Andreas Resch: Kamen Vitchev und Gefährten

KAMEN VITCHEV
(1893-1952)

PAVEL DJIDJOV
(1919-1952)

JOSAPHAT CHICHKOV
(1884-1952)

PROFESSPRIESTER UND MÄRTYRER
DER KONGREGATION DER AUGUSTINER VON
MARIÄ HIMMELFAHRT

(Assumptionisten)

Selig: 26. Mai 2002
Fest: 13. November

Bei seiner Reise nach Aserbaidschan und Bulgarien sprach Papst Johannes Paul II. am Sonntag, den 26. August 2002, auf dem Hauptplatz von Plowdiw in Bulgarien drei Ordensleute selig, die zu unschuldigen Opfer des kommunistischen Terrors wurden. Sie gehörten zur Kongregation der Augustiner von Mariä Himmelfahrt, den „Assumptionisten“, die am 25. Dezember 1845 in Nîmes, Frankreich, von dem Priester Emanuel d’Alzon gegründet wurden. Der Name ist dem historischen Umfeld des Entstehungsortes entnommen: dem „Collège de l’Assomption“ in Nîmes. Der Zweck der Kongregation ist die Vervollkommnung der Person durch die Ausbreitung der Herrschaft Christi in den Seelen. Ein besonderer Aspekt in der Geschichte der Assumptionisten ist zweifellos ihre Ankunft in Bulgarien 1863.

_Einträge im Datensatz_:
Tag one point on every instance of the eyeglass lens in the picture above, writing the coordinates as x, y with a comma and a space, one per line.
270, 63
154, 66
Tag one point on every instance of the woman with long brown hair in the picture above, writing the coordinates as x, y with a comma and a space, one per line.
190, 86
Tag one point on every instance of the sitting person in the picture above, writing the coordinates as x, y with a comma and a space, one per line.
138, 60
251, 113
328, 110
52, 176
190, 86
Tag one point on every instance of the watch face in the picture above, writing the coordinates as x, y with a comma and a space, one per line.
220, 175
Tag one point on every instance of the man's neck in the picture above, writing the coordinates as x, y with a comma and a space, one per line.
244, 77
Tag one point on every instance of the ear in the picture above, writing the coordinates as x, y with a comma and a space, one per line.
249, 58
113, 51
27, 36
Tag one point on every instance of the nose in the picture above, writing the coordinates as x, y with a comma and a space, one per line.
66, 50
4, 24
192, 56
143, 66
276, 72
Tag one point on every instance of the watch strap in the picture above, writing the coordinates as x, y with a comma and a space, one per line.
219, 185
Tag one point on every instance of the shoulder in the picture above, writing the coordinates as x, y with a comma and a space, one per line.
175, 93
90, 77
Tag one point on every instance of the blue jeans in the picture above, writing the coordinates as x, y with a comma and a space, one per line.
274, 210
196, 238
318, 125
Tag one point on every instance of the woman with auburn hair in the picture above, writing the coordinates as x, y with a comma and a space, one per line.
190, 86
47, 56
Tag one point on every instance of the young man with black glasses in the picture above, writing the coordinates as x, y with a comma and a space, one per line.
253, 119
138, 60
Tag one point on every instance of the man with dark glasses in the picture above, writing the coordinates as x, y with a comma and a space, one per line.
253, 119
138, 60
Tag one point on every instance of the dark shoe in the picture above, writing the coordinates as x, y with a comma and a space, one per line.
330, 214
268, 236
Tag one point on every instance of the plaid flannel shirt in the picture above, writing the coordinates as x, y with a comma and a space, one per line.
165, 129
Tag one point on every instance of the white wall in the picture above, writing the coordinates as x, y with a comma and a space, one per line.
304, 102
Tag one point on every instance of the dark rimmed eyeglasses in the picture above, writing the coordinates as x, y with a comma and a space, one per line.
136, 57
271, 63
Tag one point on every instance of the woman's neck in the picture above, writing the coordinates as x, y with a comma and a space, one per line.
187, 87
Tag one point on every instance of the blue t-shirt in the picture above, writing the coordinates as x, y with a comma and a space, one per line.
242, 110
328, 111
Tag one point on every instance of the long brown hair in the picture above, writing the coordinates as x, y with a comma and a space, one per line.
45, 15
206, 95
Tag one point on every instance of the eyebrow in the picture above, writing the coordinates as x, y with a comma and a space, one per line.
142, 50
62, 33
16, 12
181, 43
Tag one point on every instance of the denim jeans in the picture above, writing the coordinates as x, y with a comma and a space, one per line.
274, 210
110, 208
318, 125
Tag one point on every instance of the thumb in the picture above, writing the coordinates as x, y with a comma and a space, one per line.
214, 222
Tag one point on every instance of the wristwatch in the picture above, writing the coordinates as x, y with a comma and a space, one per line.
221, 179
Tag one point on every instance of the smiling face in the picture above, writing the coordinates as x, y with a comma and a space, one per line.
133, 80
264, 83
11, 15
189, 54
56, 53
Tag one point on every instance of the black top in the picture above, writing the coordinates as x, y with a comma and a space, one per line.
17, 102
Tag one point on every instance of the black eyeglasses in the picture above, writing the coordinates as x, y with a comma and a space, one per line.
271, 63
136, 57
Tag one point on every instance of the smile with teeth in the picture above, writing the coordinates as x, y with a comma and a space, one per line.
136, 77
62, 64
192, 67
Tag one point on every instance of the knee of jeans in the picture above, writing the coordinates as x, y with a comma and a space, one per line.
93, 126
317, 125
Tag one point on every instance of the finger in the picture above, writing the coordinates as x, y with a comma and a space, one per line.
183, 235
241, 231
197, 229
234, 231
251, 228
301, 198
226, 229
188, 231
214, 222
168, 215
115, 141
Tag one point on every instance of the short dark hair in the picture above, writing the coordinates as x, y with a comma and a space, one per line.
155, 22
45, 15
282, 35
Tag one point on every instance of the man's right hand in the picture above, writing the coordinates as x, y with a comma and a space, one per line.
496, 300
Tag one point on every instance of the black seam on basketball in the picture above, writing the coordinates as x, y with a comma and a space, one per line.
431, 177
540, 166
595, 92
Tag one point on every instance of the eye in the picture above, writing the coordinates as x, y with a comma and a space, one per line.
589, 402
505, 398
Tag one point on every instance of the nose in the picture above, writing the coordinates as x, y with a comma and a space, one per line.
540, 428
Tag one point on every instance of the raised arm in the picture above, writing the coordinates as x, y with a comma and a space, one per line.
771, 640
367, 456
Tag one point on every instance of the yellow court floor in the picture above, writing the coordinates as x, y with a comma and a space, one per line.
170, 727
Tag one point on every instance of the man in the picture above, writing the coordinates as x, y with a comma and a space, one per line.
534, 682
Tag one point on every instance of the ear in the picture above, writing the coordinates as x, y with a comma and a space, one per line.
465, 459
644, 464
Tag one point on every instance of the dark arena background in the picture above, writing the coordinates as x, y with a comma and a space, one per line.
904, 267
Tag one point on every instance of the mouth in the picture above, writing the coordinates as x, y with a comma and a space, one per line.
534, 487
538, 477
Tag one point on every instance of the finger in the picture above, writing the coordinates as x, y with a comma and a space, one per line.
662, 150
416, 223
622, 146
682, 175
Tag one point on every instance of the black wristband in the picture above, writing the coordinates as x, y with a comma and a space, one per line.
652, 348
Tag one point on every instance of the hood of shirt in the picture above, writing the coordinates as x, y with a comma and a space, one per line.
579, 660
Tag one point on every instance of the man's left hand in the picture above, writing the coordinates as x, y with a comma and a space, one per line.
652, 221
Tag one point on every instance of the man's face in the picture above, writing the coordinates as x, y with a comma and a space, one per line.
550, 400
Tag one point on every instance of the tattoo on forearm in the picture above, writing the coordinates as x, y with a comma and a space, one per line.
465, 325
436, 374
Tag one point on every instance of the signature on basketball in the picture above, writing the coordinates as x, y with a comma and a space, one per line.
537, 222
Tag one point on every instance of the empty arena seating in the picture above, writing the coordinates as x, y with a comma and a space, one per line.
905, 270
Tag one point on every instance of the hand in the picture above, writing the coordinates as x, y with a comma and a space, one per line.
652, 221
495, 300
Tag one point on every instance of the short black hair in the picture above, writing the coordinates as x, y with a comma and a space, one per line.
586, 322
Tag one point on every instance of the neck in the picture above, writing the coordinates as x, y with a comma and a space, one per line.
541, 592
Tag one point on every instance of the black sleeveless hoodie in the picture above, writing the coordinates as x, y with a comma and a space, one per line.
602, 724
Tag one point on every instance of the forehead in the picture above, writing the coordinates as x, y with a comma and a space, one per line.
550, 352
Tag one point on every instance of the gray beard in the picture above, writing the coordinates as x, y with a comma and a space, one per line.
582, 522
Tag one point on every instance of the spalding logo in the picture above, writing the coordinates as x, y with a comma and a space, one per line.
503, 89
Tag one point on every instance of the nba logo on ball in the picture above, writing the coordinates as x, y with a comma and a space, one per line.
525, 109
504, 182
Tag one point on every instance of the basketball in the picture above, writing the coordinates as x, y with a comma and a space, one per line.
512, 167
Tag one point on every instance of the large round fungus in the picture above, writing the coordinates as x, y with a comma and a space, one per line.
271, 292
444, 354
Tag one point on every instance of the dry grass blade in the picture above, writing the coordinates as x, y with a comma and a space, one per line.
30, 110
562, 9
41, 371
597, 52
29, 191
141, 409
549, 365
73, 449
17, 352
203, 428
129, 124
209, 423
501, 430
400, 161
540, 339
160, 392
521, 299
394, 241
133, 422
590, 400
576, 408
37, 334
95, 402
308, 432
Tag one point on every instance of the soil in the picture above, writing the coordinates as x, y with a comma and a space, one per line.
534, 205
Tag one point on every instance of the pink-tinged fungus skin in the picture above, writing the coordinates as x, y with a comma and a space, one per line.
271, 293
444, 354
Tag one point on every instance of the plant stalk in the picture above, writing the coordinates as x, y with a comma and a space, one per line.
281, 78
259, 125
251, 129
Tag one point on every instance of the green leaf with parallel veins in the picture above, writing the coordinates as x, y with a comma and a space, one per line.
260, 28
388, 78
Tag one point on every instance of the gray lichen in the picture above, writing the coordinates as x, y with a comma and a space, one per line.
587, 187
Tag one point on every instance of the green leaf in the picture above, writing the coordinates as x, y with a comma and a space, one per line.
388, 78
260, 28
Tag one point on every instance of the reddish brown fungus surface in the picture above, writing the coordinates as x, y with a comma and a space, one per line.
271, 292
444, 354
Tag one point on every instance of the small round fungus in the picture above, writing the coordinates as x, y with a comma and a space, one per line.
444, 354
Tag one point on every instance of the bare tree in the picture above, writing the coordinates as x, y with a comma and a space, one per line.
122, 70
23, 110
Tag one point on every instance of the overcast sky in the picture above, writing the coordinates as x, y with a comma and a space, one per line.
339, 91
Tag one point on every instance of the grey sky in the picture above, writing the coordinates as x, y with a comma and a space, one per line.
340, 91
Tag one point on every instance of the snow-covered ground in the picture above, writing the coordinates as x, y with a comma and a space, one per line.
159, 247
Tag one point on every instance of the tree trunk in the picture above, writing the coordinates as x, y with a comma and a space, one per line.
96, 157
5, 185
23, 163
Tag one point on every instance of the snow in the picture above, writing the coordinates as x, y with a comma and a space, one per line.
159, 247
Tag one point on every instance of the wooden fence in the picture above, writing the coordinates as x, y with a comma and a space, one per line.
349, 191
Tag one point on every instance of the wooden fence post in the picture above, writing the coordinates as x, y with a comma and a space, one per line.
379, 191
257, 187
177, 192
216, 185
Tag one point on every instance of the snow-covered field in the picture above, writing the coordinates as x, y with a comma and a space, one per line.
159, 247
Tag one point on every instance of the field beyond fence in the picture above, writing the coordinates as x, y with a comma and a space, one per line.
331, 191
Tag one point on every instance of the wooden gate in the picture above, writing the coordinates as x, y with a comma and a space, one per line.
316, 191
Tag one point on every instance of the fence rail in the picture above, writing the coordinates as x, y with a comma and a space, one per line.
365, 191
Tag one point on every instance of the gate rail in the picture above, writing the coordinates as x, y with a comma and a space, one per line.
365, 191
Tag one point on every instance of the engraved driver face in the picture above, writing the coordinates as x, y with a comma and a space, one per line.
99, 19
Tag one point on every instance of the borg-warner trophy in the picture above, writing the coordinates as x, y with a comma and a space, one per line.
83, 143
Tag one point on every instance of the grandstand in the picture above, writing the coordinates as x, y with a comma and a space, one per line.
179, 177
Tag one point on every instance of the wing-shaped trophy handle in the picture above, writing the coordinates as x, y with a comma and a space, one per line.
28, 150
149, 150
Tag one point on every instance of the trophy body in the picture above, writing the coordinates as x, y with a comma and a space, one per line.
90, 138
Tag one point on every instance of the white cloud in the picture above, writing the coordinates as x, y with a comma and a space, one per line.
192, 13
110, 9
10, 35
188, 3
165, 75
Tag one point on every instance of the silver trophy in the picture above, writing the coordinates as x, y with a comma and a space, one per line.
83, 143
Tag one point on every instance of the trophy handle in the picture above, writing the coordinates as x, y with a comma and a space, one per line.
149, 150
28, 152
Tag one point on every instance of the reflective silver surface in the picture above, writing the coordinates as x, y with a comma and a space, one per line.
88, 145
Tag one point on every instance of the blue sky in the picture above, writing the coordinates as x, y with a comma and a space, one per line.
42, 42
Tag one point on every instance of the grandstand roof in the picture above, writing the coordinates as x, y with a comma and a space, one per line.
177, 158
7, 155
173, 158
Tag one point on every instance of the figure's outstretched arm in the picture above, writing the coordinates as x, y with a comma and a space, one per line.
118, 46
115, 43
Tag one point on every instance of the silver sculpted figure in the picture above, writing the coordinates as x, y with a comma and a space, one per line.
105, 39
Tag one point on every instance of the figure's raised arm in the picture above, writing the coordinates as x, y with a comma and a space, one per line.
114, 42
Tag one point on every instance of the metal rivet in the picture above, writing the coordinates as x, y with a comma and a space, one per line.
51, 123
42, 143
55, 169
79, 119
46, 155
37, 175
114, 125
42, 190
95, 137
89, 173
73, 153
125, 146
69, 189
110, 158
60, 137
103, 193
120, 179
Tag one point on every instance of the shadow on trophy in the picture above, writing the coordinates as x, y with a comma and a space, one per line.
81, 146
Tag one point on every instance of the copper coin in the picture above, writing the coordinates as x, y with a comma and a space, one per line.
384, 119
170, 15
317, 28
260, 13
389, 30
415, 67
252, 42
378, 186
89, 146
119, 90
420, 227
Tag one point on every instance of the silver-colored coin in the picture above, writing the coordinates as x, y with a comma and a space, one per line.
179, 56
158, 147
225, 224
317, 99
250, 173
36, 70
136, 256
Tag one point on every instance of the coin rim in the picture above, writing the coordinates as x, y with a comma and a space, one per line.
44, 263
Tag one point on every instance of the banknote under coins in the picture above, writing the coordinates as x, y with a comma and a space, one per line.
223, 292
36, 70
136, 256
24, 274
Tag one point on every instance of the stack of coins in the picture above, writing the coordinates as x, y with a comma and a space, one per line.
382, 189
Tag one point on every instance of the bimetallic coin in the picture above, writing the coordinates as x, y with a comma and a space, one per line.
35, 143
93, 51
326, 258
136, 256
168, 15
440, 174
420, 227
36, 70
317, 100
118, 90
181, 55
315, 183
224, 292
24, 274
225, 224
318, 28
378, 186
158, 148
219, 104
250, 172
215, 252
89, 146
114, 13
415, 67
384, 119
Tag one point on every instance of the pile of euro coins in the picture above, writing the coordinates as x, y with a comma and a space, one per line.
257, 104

_Aufgaben bearbeiten_:
a – Schreiben Sie aus dem Text über die drei seliggesprochenen Assumptionisten den Abschnitt ab, der mit „(Assumptionisten)“ beginnt und mit „in Bulgarien 1863.“ endet.
b – Führen Sie den Text über die drei seliggesprochenen Assumptionisten im Anschluss an seinen letzten Satz fort.
Das Material wird hier nicht benötigt.

_Ergebnisse_:
a –
(Assumptionisten)

Selig: 26. Mai 2002
Fest: 13. November

Bei seiner Reise nach Aserbaidschan und Bulgarien sprach Papst Johannes Paul II. am Sonntag, den 26. August 2002, auf dem Hauptplatz von Plowdiw in Bulgarien drei Ordensleute selig, die zu unschuldigen Opfer des kommunistischen Terrors wurden. Sie gehörten zur Kongregation der Augustiner von Mariä Himmelfahrt, den „Assumptionisten“, die am 25. Dezember 1845 in Nîmes, Frankreich, von dem Priester Emanuel d’Alzon gegründet wurden. Der Name ist dem historischen Umfeld des Entstehungsortes entnommen: dem „Collège de l’Assomption“ in Nîmes. Der Zweck der Kongregation ist die Vervollkommnung der Person durch die Ausbreitung der Herrschaft Christi in den Seelen. Ein besonderer Aspekt in der Geschichte der Assumptionisten ist zweifellos ihre Ankunft in Bulgarien 1863.

b –
Es war Pius IX. – er hatte auch Erzbischof Sokolski geweiht – , der Emanuel d’Alzon ersuchte, Patres nach Bulgarien zu schicken, um sich dort besonders der orthodoxen Bulgaren anzunehmen, die in die katholische Kirche eintreten wollten. Zum Gründer der Mission der Assumptionisten in Bulgarien, die damals unter dem Namen „Mission des Orients“ bekannt war, wurde P. Victorin Galabert, Doktor in Medizin und Kirchenrecht. Zur Unterstützung der Patres rief P. d’Alzon eine Frauenkongregation ins Leben, die „Oblatinnen der Assumptionisten“, die dann Schulen in Sofia, Jambol, Varna und Sliven gründeten.
1864 eröffneten die Assumptionisten die kleine Volksschule St. Andreas in Philippopel und 1884 das Hochschulkolleg Saint-Augustin, das sich schon bald zu einem der wichtigsten Institute auf dem Balkan entwickelte, bis es 1948 von den Kommunisten geschlossen wurde. Das kommunistische Regime vertrieb damals alle Ordensleute nicht bulgarischer Herkunft, darunter auch die Assumptionisten, aus dem Land. Dies war der Ausgangspunkt für die Grausamkeiten gegen die kleine katholische Minderheit und für das Martyrium der drei neuen Seligen.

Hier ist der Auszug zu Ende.